What you are asked to do –
Retrieve every line of the data holding the word "grille".

(Natural language region descriptions)
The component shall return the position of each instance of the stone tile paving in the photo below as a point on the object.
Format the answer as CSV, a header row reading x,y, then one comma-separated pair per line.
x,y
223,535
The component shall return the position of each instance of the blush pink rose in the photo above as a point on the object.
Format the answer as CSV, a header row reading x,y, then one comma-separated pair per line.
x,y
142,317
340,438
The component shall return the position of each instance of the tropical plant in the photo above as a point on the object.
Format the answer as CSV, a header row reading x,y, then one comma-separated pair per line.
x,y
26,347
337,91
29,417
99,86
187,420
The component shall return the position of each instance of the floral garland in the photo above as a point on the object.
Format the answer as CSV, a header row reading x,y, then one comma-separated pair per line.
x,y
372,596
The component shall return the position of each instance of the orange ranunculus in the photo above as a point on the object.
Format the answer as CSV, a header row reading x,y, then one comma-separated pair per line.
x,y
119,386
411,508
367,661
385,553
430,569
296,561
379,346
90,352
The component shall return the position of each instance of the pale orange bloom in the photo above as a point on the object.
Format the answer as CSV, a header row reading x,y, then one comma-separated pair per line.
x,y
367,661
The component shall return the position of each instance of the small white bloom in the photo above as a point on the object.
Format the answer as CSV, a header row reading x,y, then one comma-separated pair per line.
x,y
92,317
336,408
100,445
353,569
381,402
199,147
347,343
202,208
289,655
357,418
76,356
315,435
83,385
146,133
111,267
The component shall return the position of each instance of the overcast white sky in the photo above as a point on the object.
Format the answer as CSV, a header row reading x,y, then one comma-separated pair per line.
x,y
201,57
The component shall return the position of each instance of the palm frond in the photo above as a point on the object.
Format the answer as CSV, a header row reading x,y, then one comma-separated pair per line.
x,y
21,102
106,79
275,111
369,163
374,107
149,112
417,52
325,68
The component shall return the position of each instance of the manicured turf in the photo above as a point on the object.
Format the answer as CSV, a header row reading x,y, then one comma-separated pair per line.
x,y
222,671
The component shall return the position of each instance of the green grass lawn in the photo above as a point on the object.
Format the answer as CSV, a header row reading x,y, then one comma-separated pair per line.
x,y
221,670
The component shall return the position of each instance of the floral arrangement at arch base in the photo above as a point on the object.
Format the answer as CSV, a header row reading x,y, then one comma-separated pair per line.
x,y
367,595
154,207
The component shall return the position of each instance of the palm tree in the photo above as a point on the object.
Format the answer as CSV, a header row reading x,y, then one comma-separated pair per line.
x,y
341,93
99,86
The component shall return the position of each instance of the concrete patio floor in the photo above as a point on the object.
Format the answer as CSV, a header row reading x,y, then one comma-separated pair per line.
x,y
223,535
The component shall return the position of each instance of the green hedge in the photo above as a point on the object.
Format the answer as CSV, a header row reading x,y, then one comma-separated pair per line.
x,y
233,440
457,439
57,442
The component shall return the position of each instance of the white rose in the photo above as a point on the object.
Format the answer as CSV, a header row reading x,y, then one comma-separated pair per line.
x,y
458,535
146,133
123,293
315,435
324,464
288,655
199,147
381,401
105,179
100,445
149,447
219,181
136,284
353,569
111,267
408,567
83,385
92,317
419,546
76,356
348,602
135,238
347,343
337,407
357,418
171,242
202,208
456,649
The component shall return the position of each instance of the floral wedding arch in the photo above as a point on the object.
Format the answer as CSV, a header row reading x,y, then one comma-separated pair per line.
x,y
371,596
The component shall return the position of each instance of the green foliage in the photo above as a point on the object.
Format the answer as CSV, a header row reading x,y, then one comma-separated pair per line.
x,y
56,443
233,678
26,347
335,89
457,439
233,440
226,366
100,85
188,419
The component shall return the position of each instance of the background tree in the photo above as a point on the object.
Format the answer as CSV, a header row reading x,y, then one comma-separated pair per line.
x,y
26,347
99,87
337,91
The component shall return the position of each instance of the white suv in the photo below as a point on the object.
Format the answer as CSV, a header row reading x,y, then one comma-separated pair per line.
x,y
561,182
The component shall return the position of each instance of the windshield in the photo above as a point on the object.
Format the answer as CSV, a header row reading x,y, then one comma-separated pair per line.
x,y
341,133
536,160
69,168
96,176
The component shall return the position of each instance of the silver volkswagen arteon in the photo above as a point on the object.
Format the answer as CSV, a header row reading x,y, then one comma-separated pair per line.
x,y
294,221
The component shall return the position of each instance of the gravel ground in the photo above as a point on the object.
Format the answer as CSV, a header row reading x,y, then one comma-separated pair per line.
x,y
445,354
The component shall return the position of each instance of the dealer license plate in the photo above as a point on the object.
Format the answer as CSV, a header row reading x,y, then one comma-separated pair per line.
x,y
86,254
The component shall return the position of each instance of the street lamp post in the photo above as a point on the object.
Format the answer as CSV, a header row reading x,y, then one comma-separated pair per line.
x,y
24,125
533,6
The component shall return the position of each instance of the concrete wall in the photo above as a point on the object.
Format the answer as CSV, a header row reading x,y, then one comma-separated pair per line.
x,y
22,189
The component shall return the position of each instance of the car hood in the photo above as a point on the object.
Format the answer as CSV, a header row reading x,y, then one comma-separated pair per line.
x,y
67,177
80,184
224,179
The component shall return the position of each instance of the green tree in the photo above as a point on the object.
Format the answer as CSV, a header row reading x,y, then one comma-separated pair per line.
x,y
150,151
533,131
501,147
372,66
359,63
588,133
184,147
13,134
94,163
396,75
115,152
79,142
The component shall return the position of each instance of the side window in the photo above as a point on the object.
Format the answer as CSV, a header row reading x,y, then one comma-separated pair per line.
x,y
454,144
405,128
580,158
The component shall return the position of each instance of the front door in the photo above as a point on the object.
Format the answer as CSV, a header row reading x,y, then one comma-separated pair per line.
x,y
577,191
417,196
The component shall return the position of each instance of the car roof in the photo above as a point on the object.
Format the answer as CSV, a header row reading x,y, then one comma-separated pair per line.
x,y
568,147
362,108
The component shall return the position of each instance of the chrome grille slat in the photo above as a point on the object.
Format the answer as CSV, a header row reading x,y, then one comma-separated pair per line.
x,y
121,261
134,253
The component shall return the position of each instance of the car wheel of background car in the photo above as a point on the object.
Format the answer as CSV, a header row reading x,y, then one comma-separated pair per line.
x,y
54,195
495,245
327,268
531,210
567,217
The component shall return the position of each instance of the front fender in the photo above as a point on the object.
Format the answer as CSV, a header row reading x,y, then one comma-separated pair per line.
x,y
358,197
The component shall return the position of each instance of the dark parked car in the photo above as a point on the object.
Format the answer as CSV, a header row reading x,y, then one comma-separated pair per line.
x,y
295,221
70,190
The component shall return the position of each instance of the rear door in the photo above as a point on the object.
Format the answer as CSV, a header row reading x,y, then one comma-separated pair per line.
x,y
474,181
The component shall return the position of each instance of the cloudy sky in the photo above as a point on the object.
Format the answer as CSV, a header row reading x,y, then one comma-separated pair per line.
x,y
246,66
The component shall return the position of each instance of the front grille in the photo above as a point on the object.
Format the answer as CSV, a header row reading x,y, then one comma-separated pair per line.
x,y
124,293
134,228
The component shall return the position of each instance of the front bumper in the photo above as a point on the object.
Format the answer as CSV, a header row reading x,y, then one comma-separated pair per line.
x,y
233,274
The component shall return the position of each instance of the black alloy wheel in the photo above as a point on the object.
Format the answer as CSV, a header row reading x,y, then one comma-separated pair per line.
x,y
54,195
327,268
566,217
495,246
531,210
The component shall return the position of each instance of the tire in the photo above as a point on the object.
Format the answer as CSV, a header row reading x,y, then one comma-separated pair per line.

Solution to the problem –
The component shall return the position of each instance of the chrome grille slat in the photo above as a point on the object.
The component shall return the position of each instance of the front grille in the photo above as a point on the object.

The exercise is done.